Jesse - my poppa always used to tell Mum (and she told us) that 'it's not that you're not a good driver, it's that everyone else on the road has the potential to be an idiot'...scary when you are on the end of that idiocy!  Sounds like a great year otherwise though x

Julieal - what a lovely thing to do for the 90 year old!  What/where is Messiah?  Sorry for your loss x

Binary I'd call the blog an accomplishment!  I think people forget that you can achieve in things that are important to you maybe?  Own that, I've read some of your stuff and it's great! x

Macs I hope 2016 is the year that turns everything around for you.  Sounds like you're doing it tough atm.  Hope it all sorts itself out soon x

MrsLissy that's a rollercoaster!  England sounds awesome but sorry to hear about your Mum.  I'm in the same boat with Dad and I totally get it :S x

Mumof3 wow what a big year for you!  Well done, that must be an awesome feeling to get all those study/career milestones ticked off x
 
MrsLissy
301 posts
I'm sorry to hear about your dad Trudi xx It's hard watching your parent go through it.
trudijoy
8375 posts
You got that right! Thanks x
Mumof3Munchkins
2718 posts
Hugs Trudi and hugs to all that have and are still experiencing difficult times.  It really is hard to watch someone you love become sick and not be able to help them as much as we would like to take the pain and sickness away.  All we can do is be there for them, support them and let them know how much we love them and spend as much time as we can with them xxx
tannygirl
3392 posts
Ahhhh 2015...

Well the lows were moving back in with dad, my sister getting lice (luckily I didn't catch it), the end of my first long term relationship, my grandmother passed away in another country so I wasn't able to say goodbye. And more bad news.

To end on a positive note, I was able to get quite a few things off my wishlist, beauty stuff I wanted, the relationship wasn't going anywhere and at least it ended okay (still painful it always is), my phone got upgraded, I got to spend quite a bit of time with my family, my mom is now living here and I participated in three successful secret santa groups.
Macs
5351 posts
Aww you ladies always know how to cheer me up . I hope I can get through this rough patch. xSometimes I look back at what I write an think omg Im oversharing lol Just haven't got any family support atm . Its moments like these I wish mum was here x I hope that the new year is good for us all. 
Shana_Banana84
567 posts
Ah 2015, I am not sure I like you but I can tolerate you.....

I learned the feeling of complete and utter helplessness when it come to saving my son from the heartbreak of his 'fathers' actions earlier in the year.  I learned the feeling of utter hate for another human being, that being the same person.  My lesson from this was, keep my thoughts and my emotions about him to myself because my boy still adores him and I won't be the one to hurt him with hate words about his father.

My triumphs were having a break through with getting my son the help he needs at school and finally getting an appointment for a diagnosis.  I learned how to love him with all my heart but also how to let him go a little bit more and to keep my anxiety in check a bit more.  I also got to meet three gorgeous ladies from BR and am thankful that I have.  I have a best friend in one of them whom I cherish and love heaps!

The main lessons I learned are, to let go he's ok, to allow others to help even when your pride is far too much, exercise is my drug, It's ok to be scared and most of all how to let my son in more
shazatron101
5112 posts
Hmm... I think I'm a bit boring as nothing that amazing happened. I do have a few highlights though - This year I met three of the most amazing, beautiful and funny women I've ever known, and they have all become very close friends of mine. We can talk to the moon and back without getting bored of each other. They cheer me up when I'm feeling down and can't get words out to explain what's wrong. They're just amazing and I love them. So much. They know who they are ;-)

**Source material**.

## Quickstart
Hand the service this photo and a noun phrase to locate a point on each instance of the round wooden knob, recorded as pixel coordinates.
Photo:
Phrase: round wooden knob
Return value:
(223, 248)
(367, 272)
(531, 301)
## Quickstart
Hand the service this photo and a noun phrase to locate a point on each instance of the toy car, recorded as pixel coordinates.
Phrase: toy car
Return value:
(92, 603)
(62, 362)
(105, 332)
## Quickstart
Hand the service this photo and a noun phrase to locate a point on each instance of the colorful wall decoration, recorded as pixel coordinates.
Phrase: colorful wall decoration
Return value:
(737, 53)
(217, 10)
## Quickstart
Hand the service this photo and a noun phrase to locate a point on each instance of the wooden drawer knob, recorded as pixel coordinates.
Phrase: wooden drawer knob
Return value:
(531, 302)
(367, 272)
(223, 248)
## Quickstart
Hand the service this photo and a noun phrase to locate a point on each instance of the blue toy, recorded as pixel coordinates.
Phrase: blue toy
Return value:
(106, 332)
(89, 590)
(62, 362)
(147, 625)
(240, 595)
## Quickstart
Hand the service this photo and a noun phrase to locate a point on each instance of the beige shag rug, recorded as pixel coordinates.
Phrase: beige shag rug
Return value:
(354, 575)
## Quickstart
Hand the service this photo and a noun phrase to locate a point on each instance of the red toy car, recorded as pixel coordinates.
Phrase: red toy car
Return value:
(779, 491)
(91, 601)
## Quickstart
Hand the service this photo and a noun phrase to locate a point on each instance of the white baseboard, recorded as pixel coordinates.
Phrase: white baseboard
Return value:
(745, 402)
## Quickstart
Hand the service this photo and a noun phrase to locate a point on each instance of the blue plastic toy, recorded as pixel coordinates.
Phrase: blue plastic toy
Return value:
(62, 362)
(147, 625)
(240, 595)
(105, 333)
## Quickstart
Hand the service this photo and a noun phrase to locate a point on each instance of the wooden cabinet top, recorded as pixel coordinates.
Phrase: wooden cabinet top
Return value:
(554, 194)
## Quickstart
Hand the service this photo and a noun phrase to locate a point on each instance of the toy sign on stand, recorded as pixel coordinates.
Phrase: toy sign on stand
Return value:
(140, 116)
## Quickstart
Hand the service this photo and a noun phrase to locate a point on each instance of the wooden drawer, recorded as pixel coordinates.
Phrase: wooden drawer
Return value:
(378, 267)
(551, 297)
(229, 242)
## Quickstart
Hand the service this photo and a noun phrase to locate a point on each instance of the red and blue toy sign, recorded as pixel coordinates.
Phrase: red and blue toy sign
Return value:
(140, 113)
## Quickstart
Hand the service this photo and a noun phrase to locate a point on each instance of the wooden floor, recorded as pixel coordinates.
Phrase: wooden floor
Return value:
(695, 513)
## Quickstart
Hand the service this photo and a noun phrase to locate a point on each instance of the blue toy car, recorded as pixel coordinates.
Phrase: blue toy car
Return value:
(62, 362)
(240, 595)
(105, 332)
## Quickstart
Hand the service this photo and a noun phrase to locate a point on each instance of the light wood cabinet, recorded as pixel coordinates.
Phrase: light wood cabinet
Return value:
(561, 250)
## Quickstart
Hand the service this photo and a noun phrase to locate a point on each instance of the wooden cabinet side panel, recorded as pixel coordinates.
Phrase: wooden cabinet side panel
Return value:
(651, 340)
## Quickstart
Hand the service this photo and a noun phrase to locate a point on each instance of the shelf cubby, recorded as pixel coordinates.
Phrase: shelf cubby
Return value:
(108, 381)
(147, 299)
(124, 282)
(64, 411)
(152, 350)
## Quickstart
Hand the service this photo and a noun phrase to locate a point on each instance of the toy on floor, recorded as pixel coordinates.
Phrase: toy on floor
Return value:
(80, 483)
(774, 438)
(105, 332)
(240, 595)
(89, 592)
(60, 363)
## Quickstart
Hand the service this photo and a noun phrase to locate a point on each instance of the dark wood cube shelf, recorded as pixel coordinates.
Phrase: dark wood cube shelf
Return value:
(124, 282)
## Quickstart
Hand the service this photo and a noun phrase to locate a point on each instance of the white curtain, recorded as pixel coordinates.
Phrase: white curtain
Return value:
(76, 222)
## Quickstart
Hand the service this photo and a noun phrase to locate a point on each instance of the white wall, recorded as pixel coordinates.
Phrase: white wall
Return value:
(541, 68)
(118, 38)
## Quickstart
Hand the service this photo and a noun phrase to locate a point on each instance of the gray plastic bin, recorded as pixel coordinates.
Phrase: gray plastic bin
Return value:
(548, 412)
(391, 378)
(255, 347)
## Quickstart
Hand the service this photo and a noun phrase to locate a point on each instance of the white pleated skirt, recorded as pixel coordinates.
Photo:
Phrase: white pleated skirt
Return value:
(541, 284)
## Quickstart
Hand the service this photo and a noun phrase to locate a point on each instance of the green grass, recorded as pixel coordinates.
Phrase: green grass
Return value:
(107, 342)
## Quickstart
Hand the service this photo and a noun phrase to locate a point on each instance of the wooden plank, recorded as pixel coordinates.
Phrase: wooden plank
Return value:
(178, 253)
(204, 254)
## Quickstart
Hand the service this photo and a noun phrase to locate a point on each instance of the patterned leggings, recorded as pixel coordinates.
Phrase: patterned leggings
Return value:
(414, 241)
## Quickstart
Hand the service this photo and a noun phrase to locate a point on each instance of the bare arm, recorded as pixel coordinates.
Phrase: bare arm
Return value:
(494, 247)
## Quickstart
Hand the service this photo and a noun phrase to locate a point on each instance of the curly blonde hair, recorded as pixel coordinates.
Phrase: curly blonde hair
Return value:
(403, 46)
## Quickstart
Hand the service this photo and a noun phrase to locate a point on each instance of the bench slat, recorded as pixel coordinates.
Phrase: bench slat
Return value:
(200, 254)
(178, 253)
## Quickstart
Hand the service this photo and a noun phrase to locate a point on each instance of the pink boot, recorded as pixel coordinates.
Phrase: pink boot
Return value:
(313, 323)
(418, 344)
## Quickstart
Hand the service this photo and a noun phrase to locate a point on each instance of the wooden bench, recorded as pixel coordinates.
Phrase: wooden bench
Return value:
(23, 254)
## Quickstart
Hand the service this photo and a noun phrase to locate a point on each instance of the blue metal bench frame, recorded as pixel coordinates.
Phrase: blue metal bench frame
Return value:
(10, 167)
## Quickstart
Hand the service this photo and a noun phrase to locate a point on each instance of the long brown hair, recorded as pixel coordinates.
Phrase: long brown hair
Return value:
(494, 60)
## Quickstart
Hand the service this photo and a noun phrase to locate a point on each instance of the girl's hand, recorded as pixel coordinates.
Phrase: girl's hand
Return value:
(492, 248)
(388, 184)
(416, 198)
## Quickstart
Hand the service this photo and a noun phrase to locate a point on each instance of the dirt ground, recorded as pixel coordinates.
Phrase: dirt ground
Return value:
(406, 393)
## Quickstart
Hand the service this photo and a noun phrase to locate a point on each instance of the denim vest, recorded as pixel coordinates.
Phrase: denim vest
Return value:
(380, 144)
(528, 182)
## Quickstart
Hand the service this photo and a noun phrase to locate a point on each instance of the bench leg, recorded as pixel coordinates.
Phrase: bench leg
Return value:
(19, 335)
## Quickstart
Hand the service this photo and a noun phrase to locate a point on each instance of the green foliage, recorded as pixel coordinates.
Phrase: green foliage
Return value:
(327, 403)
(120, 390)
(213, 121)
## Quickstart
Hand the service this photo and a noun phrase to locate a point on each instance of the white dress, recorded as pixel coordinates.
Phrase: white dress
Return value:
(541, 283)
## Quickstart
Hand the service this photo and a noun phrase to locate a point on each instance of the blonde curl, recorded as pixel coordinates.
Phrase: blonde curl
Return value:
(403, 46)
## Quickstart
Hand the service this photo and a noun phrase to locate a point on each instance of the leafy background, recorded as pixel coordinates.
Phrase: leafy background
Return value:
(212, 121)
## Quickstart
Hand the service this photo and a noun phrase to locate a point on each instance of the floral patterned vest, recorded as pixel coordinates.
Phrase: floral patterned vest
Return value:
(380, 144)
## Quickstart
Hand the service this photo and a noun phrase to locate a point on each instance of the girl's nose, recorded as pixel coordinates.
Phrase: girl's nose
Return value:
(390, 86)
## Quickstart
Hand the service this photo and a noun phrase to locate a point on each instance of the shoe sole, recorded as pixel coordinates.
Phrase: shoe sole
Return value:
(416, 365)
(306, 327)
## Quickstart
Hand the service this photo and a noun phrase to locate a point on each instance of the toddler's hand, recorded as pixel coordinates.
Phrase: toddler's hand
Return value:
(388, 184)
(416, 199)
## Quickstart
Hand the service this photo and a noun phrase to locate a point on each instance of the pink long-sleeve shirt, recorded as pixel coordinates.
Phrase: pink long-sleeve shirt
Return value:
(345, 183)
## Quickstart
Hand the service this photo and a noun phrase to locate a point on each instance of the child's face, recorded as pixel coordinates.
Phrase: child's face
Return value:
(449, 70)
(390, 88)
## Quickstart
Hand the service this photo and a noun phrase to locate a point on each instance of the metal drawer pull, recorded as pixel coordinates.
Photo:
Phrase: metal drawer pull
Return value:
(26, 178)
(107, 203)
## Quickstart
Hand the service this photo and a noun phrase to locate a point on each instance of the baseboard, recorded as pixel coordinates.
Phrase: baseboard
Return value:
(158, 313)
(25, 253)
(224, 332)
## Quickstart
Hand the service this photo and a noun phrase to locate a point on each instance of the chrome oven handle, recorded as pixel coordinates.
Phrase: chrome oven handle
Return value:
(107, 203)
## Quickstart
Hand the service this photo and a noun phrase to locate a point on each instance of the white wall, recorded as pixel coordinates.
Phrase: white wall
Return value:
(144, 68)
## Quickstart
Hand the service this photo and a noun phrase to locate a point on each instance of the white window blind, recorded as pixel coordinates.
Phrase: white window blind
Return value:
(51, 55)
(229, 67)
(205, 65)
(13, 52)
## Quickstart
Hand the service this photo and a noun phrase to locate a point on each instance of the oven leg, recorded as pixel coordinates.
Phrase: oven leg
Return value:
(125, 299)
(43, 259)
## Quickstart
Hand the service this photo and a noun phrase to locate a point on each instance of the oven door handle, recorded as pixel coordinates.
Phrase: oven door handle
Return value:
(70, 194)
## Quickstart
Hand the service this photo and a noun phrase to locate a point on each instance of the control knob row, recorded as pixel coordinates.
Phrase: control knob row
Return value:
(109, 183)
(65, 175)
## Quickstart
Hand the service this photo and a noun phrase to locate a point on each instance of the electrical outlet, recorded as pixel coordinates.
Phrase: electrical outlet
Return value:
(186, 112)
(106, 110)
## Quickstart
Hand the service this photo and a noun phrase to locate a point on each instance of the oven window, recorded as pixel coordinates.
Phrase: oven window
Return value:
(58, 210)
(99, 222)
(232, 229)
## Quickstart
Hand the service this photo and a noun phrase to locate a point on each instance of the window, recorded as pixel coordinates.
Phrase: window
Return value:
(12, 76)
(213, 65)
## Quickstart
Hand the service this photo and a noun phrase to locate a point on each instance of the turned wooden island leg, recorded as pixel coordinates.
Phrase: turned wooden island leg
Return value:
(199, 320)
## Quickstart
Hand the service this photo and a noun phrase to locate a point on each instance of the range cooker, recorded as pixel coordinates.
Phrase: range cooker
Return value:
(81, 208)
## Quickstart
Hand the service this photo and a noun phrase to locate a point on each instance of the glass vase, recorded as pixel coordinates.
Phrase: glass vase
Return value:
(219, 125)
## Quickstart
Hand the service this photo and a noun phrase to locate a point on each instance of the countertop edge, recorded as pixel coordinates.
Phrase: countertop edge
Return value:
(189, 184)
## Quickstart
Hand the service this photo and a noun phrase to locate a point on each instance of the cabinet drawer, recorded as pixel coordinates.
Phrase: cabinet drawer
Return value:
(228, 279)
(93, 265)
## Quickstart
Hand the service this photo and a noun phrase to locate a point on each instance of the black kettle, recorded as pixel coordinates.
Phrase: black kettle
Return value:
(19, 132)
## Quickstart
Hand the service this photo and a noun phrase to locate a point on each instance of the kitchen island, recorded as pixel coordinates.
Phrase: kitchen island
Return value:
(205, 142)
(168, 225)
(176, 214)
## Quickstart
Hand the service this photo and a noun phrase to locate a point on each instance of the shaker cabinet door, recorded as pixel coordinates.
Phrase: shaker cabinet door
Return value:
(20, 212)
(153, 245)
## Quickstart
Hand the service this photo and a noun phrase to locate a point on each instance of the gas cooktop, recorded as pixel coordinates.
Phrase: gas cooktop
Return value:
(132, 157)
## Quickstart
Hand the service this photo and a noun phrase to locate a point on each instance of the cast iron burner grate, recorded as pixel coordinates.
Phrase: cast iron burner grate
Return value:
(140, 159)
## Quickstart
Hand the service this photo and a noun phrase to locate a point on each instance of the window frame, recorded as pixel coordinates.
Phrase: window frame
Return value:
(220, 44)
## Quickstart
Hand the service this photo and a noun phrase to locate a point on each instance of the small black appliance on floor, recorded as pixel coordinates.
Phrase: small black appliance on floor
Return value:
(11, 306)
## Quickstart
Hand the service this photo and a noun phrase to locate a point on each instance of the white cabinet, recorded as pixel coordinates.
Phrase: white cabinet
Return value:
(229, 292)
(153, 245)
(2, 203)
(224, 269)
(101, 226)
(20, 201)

**Work order 1**.
Rewrite the forum thread from "MrsLissy that's a" to "go through it.", putting "wild ride" in place of "rollercoaster".
**Work order 2**.
In the forum thread, render this sentence in Spanish: "It's hard watching your parent go through it."

**Output 1**.
MrsLissy that's a wild ride!  England sounds awesome but sorry to hear about your Mum.  I'm in the same boat with Dad and I totally get it :S x

Mumof3 wow what a big year for you!  Well done, that must be an awesome feeling to get all those study/career milestones ticked off x
 
MrsLissy
301 posts
I'm sorry to hear about your dad Trudi xx It's hard watching your parent go through it.

**Output 2**.
Es difícil ver a uno de tus padres pasar por eso.